--- Extracted records Enclosed Below ---

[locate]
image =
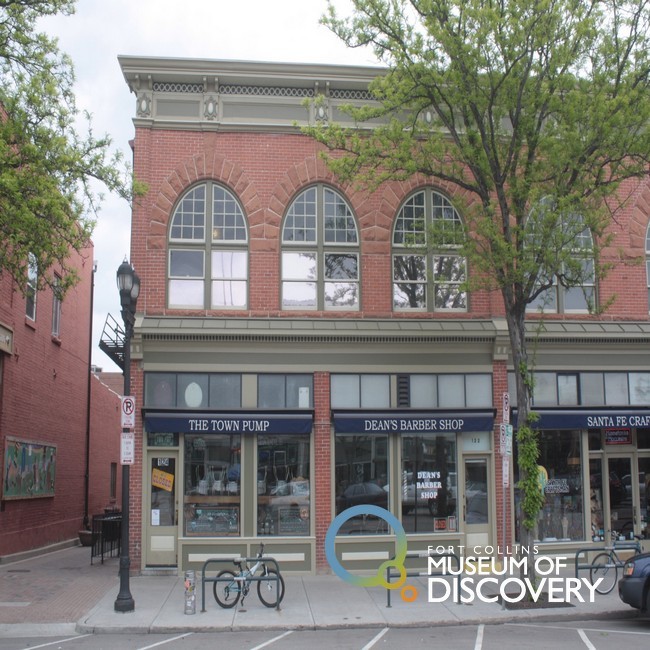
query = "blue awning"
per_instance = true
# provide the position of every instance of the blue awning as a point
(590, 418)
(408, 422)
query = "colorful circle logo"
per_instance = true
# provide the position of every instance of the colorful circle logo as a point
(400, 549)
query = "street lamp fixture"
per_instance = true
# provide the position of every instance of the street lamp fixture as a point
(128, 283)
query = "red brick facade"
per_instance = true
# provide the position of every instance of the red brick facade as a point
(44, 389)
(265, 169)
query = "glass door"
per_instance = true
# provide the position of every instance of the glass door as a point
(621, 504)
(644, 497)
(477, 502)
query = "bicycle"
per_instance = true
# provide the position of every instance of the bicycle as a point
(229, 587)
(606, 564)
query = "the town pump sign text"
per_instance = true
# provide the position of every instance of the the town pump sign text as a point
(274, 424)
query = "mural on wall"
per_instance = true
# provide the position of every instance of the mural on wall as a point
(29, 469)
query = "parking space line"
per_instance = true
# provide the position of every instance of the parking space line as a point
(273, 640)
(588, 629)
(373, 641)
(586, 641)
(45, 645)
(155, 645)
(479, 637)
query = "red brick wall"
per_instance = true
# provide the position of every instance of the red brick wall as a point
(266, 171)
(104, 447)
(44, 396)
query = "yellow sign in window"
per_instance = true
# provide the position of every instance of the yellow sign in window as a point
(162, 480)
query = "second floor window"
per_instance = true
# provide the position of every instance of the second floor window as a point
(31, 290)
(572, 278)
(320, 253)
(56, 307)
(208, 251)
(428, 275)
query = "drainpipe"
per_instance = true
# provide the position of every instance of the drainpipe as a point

--- End of Enclosed Extracted records ---
--- Extracted records Enclosed Below ---

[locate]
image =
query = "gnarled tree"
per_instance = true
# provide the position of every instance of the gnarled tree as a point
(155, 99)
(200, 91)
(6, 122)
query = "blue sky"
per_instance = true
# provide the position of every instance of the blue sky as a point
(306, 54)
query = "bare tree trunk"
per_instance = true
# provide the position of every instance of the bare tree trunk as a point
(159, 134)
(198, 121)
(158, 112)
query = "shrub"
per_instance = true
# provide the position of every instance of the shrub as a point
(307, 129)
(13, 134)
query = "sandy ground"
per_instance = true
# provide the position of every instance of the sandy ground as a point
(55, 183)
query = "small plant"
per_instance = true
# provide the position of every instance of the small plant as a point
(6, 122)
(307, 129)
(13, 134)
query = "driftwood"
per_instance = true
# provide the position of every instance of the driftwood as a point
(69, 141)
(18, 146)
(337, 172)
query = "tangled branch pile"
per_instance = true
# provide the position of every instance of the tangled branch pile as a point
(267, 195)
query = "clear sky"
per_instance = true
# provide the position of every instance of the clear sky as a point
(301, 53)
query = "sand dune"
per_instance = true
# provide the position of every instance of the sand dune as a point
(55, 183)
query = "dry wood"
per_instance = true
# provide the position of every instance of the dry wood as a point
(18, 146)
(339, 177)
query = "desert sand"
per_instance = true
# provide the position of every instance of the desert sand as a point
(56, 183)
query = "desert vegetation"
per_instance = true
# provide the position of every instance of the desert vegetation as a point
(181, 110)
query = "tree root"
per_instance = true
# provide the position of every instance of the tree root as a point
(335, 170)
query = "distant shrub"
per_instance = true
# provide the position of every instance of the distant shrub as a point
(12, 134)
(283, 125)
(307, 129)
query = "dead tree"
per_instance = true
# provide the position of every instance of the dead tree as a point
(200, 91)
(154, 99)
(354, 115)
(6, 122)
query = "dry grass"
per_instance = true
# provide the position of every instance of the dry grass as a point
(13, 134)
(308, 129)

--- End of Enclosed Extracted records ---
--- Extracted records Enclosed Below ---

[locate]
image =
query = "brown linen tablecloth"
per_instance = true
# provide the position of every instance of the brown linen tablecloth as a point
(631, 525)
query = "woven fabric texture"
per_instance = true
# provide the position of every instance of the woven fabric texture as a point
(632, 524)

--- End of Enclosed Extracted records ---

What you should do: Reply with one number, the count of lines in the records that include the word "drainpipe".

Response: 2